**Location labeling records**
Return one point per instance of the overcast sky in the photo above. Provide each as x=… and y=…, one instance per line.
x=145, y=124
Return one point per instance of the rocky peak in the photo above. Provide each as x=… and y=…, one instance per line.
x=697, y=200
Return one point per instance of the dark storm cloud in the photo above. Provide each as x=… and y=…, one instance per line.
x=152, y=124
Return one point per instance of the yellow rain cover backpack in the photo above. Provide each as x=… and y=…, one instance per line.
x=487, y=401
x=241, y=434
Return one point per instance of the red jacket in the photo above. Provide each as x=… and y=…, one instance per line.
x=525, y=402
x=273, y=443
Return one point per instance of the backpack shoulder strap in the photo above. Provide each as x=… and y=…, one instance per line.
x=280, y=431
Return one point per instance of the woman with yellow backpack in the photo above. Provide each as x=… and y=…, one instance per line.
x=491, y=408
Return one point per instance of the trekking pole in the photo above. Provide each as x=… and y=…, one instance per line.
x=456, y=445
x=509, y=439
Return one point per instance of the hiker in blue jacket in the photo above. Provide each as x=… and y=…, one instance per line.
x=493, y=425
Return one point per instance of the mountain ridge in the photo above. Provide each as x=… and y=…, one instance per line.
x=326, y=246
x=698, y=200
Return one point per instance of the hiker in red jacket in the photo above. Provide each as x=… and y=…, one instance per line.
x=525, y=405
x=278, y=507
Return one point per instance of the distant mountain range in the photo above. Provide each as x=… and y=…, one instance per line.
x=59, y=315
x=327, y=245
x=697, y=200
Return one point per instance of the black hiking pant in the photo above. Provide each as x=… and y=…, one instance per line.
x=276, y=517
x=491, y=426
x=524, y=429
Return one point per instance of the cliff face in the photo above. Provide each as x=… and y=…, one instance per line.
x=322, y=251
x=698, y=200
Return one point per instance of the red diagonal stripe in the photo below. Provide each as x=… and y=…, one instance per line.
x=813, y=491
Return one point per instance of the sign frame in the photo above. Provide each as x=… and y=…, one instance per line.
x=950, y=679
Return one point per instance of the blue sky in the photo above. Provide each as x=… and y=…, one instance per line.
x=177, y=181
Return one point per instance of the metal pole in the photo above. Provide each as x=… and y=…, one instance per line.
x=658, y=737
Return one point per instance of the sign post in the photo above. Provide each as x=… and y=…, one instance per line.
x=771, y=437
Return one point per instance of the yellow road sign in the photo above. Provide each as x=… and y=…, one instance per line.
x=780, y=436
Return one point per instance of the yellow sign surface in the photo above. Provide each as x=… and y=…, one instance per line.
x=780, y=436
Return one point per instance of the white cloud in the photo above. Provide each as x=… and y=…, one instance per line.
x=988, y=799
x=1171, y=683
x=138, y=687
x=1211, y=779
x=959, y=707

**Exercise objective**
Rewrite the rows above, replacing "one instance per line" with "one point per line" wherever it occurs and leaving everything else untouched.

**Solution**
Return one point per instance of the overcast sky in the photo above. Provide each as x=… and y=…, one point per line.
x=145, y=124
Return one point per instance of the rocky peak in the photo above. Provide each as x=… and y=…, one point per line.
x=697, y=200
Return one point per instance of the dark storm cloud in the photo above. Provide each as x=… and y=…, one point per line.
x=152, y=124
Return one point per instance of the yellow rain cover backpack in the photo above. Provide each as x=… and y=…, one point per line.
x=487, y=401
x=241, y=434
Return one point per instance of the red jacket in the photo above. Provide each as x=… and y=…, one point per line.
x=525, y=402
x=273, y=443
Return one point per instance of the backpack shoulder strap in the photo above. Provide each as x=… and y=…, one point per line.
x=280, y=431
Return one point per instance of the woman with yellow backpack in the photo above. Provide each as x=… and y=…, one point per line.
x=491, y=408
Return one point per instance of the trekking pole in the photo above. Provide each as x=… and y=…, one point per line.
x=456, y=445
x=509, y=439
Return one point per instance of the hiker in blue jacket in the photo above. Provide each as x=… and y=…, one point per line.
x=493, y=425
Return one point per instance of the mountain ridge in the photo above. Provide each as x=… and y=…, one point per line.
x=326, y=246
x=698, y=200
Return one point per instance of the hiker in red jacket in the photo above. Provide each as x=… and y=…, one point per line.
x=525, y=405
x=278, y=507
Return one point per instance of the distant mountain range in the photo above. Provide each as x=… and y=…, one point per line.
x=59, y=315
x=327, y=245
x=697, y=200
Return one point per instance of the black hiking pant in the photo above. Provide each as x=… and y=…, one point per line.
x=276, y=517
x=491, y=426
x=524, y=429
Return one point per instance of the cliff face in the photo above. Provide each as x=… and y=…, one point per line.
x=322, y=251
x=698, y=200
Return one point per instance of the red diagonal stripe in the photo below. Provide each as x=… and y=…, one point per line.
x=813, y=491
Return one point per instance of the sign frame in the photo above. Provide each as x=… and y=…, one point per line.
x=950, y=679
Return one point per instance of the blue sky in the photo above. Provide each as x=… and y=…, one point per line.
x=177, y=181
Return one point per instance of the metal pole in the photo above. Provide each as x=… and y=…, one point per line.
x=658, y=737
Return one point per instance of the sign post in the photo above. Provide each as x=… and y=…, one point per line.
x=771, y=437
Return one point per instance of the yellow road sign in the photo above. Provide each as x=… and y=…, one point per line.
x=780, y=436
Return one point per instance of the yellow sign surface in the photo above. Provide each as x=… and y=…, one point per line.
x=780, y=436
Return one point per instance of the white cloud in the photo above. Provide each as x=… and y=…, one point per line.
x=988, y=799
x=1171, y=683
x=138, y=687
x=1211, y=779
x=959, y=707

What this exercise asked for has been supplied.